Position annotation records
####

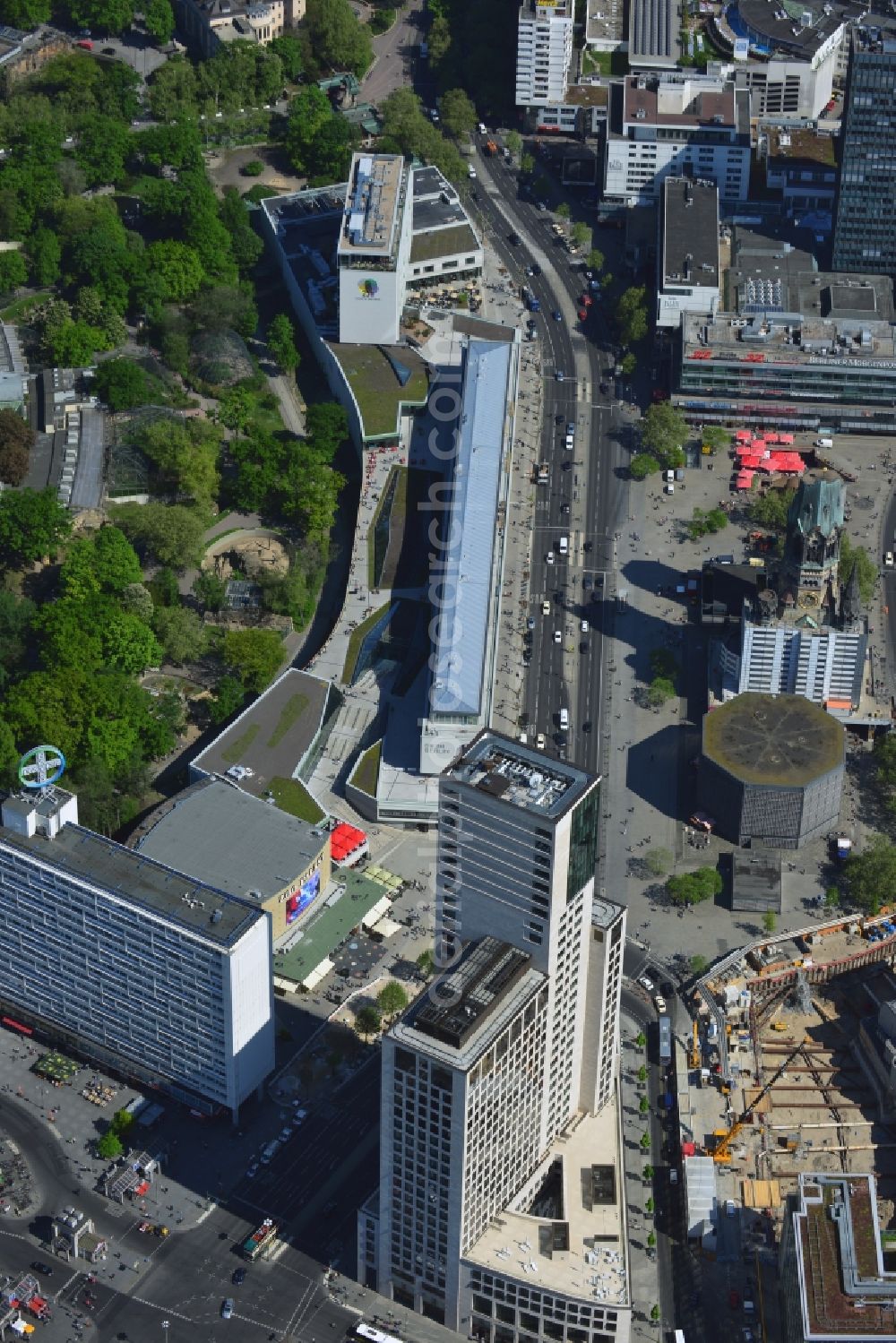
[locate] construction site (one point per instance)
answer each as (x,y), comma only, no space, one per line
(788,1088)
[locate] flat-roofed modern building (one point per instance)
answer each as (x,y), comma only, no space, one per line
(676,125)
(834,1283)
(543,53)
(129,962)
(864,234)
(506,1063)
(237,842)
(688,260)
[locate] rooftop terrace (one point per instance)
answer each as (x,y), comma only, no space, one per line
(519,775)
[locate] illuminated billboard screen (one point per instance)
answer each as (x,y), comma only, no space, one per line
(301,899)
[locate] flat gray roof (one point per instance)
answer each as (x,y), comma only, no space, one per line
(691,233)
(462,627)
(199,908)
(273,735)
(233,841)
(520,775)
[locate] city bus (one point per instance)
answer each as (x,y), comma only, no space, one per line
(371,1335)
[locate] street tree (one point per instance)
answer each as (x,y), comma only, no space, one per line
(109,1146)
(32,524)
(664,431)
(159,21)
(659,692)
(632,314)
(457,112)
(367,1020)
(871,876)
(121,384)
(281,342)
(166,532)
(338,39)
(254,656)
(392,1000)
(182,634)
(16,441)
(692,888)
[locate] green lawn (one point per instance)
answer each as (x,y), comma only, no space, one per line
(238,748)
(16,311)
(357,638)
(375,387)
(293,796)
(289,716)
(367,770)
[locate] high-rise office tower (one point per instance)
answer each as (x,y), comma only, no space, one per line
(543,53)
(500,1081)
(864,234)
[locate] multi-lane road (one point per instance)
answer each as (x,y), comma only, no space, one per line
(584,498)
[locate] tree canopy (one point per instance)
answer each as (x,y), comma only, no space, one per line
(691,888)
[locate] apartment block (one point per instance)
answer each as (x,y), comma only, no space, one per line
(158,977)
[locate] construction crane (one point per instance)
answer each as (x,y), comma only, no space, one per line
(724,1138)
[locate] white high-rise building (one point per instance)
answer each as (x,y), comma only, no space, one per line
(506,1065)
(543,53)
(823,664)
(153,974)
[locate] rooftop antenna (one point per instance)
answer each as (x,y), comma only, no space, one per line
(40,767)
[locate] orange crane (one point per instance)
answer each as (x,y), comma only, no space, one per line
(726,1136)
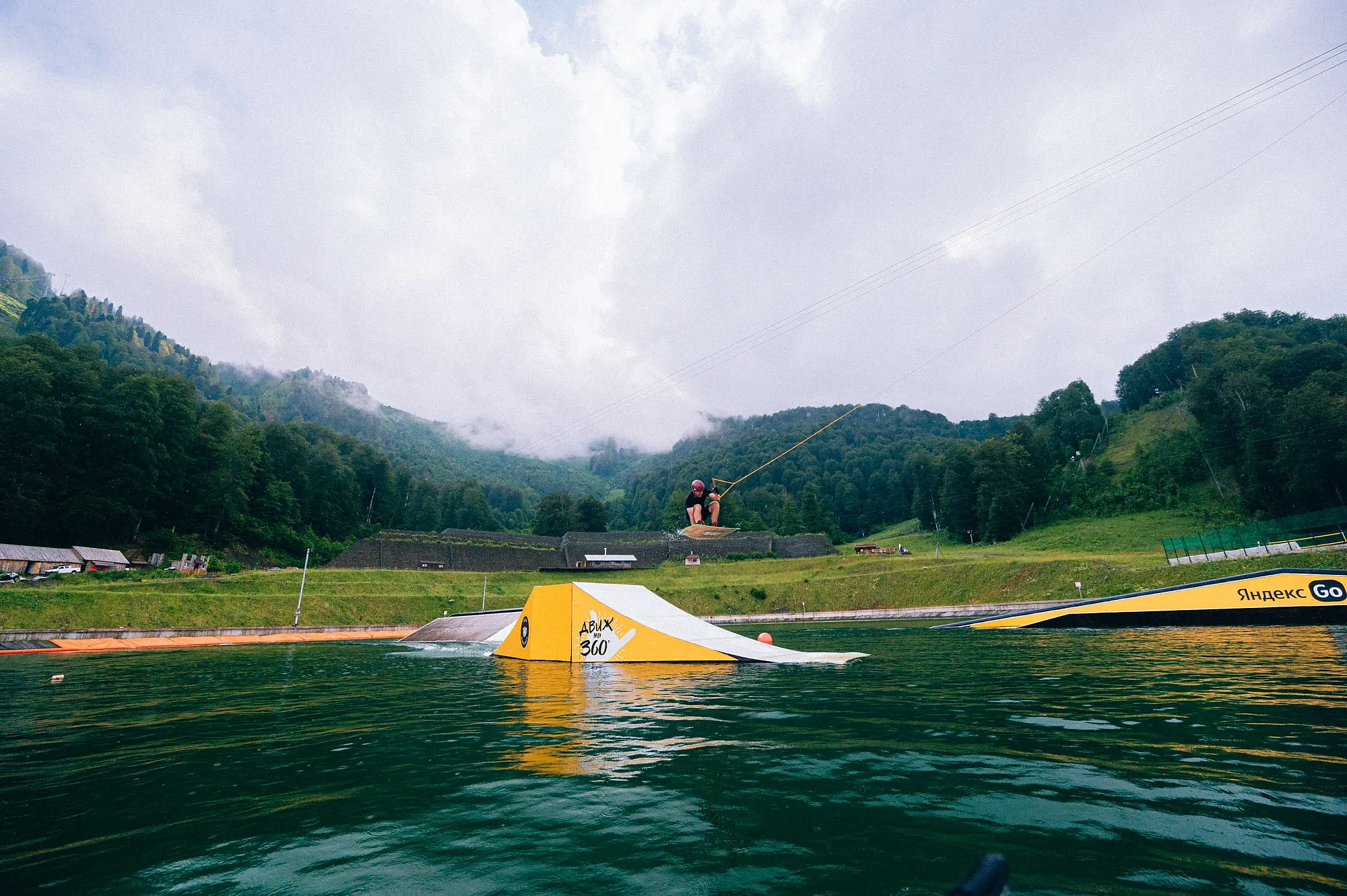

####

Instructions to follow
Turn the part of the records that opens with the line containing "[locate] rooftop antenna" and runs through the end of the records into a numbered list, with both ends included and blank lines left out. Leave the pictures out of the answer.

Exercise result
1. [locate] rooftop antenna (one point per instance)
2. answer each as (x,y), comma only, no space, one per line
3. (40,767)
4. [locate] orange crane (one point per instance)
5. answer each as (x,y), comma only, no space, one per line
6. (726,1136)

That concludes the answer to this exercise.